Task statement
Take the line containing "Exercise. Spot the red" and every line after it in the data below, and print them exactly as given, with nothing else.

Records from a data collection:

———

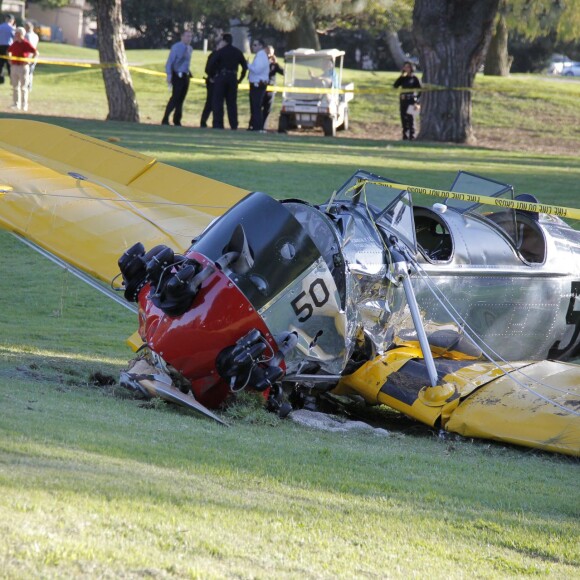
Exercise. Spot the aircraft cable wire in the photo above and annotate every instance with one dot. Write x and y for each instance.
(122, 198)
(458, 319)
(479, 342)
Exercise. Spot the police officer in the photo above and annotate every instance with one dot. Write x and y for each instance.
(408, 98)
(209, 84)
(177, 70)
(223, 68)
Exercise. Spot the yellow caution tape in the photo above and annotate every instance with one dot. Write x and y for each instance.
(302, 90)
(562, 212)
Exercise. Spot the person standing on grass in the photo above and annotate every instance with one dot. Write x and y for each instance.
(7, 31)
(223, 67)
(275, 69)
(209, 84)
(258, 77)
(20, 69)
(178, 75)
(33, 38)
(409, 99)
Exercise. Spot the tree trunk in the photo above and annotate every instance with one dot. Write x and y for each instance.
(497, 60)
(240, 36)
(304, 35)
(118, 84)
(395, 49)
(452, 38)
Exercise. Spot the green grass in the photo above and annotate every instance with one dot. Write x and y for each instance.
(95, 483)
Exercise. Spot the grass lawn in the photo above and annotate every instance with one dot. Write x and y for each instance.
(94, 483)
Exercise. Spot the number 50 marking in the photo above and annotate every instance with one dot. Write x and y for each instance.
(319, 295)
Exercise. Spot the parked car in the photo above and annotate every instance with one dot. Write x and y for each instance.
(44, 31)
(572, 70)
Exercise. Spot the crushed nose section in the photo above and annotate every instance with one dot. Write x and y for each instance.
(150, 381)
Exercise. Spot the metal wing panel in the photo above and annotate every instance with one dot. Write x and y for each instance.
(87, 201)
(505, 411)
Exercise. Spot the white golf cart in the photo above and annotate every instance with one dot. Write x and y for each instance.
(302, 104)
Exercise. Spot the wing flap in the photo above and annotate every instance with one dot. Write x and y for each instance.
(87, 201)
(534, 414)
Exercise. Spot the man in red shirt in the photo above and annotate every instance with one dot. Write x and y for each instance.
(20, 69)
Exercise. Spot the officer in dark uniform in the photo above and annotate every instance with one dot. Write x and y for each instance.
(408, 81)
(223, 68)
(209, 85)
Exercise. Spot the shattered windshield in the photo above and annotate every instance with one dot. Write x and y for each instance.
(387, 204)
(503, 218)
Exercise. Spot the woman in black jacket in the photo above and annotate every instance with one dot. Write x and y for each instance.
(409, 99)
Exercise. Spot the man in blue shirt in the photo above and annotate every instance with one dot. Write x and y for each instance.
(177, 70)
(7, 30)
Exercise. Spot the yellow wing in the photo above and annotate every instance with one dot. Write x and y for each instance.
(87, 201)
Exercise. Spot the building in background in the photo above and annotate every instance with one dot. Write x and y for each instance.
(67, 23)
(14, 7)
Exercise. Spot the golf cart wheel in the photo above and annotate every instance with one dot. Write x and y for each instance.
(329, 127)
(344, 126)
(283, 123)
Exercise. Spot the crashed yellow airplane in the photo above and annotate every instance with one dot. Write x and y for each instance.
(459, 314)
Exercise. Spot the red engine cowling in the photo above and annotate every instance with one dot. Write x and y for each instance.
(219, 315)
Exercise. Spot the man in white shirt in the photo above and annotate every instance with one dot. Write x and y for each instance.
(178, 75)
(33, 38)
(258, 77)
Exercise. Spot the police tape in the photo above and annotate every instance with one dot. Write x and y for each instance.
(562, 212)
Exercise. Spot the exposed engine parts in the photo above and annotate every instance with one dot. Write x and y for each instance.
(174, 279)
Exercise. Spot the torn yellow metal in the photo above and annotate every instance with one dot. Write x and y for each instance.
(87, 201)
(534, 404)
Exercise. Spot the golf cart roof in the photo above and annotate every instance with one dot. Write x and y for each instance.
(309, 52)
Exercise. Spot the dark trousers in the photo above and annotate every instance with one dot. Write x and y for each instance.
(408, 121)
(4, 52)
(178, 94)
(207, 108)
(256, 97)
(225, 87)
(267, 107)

———

Output of the task
Exercise. Spot the red engine cowling in the photo above and annotate every instance with one dot. Write x and y for each instance.
(219, 315)
Exercise. Spot the man in white shirt in the photo above and annotate every instance with one dot. Write x and y for each instance.
(178, 75)
(33, 38)
(258, 77)
Exercise. Spot the police tape in the photo above and annotate every instance with one dot. Write x and y for each instance.
(562, 212)
Exercise. Spot the exposed engine parts in the photo above and annotate every instance with one dot. Write x and y for each instance.
(174, 279)
Exercise. Spot the torn yellow metal in the photo above and annotate every instance with one dot. Write x and y for each instance.
(87, 201)
(534, 404)
Exercise. Spot the golf cart roof in the photo above and annotate every instance with one dot. Write x and y for each instance.
(309, 52)
Exercise. Spot the dark trousers in the photo above and annotate every instance with one dot. Write x and y for each instance.
(408, 121)
(4, 52)
(178, 94)
(207, 108)
(256, 97)
(225, 87)
(267, 107)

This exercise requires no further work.